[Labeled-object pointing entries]

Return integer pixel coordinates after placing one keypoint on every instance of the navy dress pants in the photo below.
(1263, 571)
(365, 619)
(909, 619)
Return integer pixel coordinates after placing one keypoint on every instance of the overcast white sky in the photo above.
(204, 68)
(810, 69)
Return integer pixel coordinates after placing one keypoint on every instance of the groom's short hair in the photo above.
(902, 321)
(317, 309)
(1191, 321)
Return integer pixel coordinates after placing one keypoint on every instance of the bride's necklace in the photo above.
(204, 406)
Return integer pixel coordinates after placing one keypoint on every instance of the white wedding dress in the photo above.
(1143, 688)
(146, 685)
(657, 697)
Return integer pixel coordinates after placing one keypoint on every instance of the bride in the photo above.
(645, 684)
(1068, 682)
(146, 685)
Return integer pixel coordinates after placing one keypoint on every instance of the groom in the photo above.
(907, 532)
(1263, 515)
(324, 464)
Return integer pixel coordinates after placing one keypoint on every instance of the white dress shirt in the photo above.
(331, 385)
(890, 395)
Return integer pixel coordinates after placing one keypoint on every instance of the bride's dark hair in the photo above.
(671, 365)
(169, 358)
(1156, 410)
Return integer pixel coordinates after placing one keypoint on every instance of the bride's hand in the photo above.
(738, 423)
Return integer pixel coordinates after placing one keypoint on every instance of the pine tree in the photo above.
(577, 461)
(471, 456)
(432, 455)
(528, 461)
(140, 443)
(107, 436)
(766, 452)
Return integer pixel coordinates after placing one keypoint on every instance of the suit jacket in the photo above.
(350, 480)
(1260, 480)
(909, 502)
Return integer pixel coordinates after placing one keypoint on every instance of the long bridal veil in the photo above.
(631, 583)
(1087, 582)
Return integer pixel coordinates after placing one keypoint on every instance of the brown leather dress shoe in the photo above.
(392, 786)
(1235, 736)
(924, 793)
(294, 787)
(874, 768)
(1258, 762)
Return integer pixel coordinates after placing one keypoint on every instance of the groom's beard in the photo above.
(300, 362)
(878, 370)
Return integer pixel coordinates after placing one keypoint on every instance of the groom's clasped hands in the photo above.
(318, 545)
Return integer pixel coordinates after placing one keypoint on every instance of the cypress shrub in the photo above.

Task brief
Reproduce all of the data above word for word, keeping every line unchanged and in the same order.

Written answer
Return integer pixel coordinates after placing one keypoint on every instance of the navy dress pants in the photo below.
(1263, 571)
(365, 619)
(909, 619)
Return integer pixel coordinates after placing one keypoint on every instance of the overcast white sky in the photo above.
(204, 68)
(810, 69)
Return integer pixel coordinates after placing one keypoint on every instance of the groom's short hair in the photo above.
(902, 321)
(317, 309)
(1191, 321)
Return integer pixel coordinates after placing one keypoint on every instance of the bride's necklace in the photo above.
(204, 406)
Return integer pixel coordinates after placing one keypoint on every instance of the white wedding dress in the photo above.
(1143, 688)
(146, 685)
(657, 697)
Return integer pixel coordinates after placing one keypoint on every instance of the bride in the photo above.
(645, 684)
(1068, 682)
(146, 685)
Return integer pixel coordinates after placing one keypoint on every instance of the groom in the photo above.
(907, 532)
(1263, 515)
(324, 464)
Return integer pixel coordinates after placing one keypoint on every instance of the white dress shirt in the photo above.
(331, 385)
(890, 395)
Return integer pixel coordinates after placing one keypoint on every instance of the bride's dark hair in the photo above.
(671, 365)
(169, 358)
(1156, 410)
Return integer pixel coordinates after placing one keypoint on every instance of the bride's hand in the photo above.
(738, 423)
Return integer pixel coordinates after placing one keypoint on every instance of the pine tree in the photo above.
(577, 461)
(471, 456)
(432, 455)
(528, 461)
(140, 443)
(107, 436)
(766, 452)
Return integer pixel coordinates after placing one keypoint on every instance of the suit jacket in the photo above.
(350, 480)
(1260, 480)
(909, 502)
Return integer pixel coordinates after placing one keypoint on every instance of the long bridal veil in the photo above.
(631, 583)
(1087, 582)
Return integer pixel coordinates after placing one keypoint on every instance of the brown leather dress shoe in the photo above.
(392, 786)
(1235, 736)
(924, 793)
(294, 787)
(874, 768)
(1258, 762)
Return integer pixel coordinates after placing one keypoint on every instance of the groom's beard in the photo above.
(300, 362)
(878, 370)
Return integer pixel coordinates after placing one keypoint on every instance of the groom's clasped hands in the photo above.
(318, 545)
Return integer pixel coordinates after placing one keypoint on every instance of the cypress shrub in the photo above.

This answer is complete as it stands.